▶ _The request_
Reproduce all of the records below verbatim, and leave the pictures out.

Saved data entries
---
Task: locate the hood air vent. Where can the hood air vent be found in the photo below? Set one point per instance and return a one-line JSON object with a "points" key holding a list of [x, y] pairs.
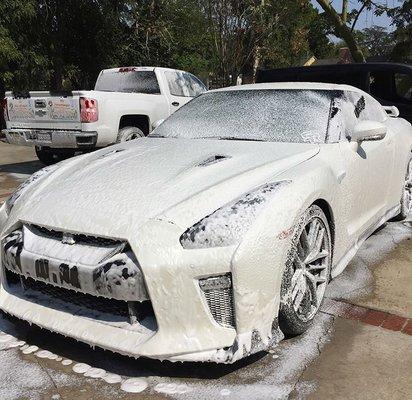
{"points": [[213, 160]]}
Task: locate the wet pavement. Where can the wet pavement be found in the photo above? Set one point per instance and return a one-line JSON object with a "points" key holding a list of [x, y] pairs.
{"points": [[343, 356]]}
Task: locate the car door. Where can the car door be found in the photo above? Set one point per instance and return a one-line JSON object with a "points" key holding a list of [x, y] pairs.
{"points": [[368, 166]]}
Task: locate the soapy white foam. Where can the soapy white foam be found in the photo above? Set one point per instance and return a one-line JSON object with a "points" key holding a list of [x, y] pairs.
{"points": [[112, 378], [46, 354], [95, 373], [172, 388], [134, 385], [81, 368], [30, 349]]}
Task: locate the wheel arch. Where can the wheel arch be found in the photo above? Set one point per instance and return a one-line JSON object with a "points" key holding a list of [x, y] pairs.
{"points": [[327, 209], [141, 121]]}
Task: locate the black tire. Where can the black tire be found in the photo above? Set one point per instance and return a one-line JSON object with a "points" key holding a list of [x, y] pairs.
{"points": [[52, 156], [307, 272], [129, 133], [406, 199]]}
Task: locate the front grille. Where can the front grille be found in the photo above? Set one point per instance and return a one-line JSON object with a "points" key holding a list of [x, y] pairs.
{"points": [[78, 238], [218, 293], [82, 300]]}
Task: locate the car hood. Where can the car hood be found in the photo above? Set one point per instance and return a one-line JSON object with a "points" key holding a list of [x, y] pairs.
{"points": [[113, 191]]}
---
▶ _Exercise response_
Task: locate the hood air vent. Where can the hood air vent be found in the photo below? Set one point per instance and return a one-line JSON object with a "points" key holding a list of [x, y] pairs.
{"points": [[213, 160]]}
Task: locate the wet pavement. Where can the wet pavement be found in the photo above? Set one point per instance and return a one-line JSON object with a "points" key holding a list of [x, y] pairs.
{"points": [[343, 356]]}
Task: locate the car door. Where can the car door be found in the photo above? Set one point per instance and return a one-line JSON object with a "points" key holding a list of [x, y] pairs.
{"points": [[368, 166]]}
Task: locate the soapy white foam. Where can the soapy white foam be found in the photo above? Set one point per instance and return a one-line JSON object with a "points" key holding a list of [x, y] pairs.
{"points": [[112, 378], [46, 354], [95, 373], [172, 388], [134, 385], [81, 368], [30, 349]]}
Task: locate the wheel arch. Where can the wheel arch be found in the photo above? Set one point per instance and return a one-line JSON object with a "points" key holding a list of [x, y] pairs.
{"points": [[327, 209], [141, 121]]}
Task: locate the black tire. Where can the black tire be found in the photo above? Set one point per instance and return a one-line JSON object with a "points" key holding a list of [x, y] pairs.
{"points": [[52, 156], [307, 272], [129, 133], [406, 199]]}
Task: locate the front grille. Where can the front grille be found in the photo above? Set one point per instance and return a one-line JSON object with a "points" key holding a list of [x, y] pairs.
{"points": [[78, 238], [218, 293], [82, 300]]}
Task: locate the car hood. Where can the car hood be found in the photo above? Set one point per instance and return a one-line JSON object with a "points" key holding a list of [x, y] pairs.
{"points": [[113, 191]]}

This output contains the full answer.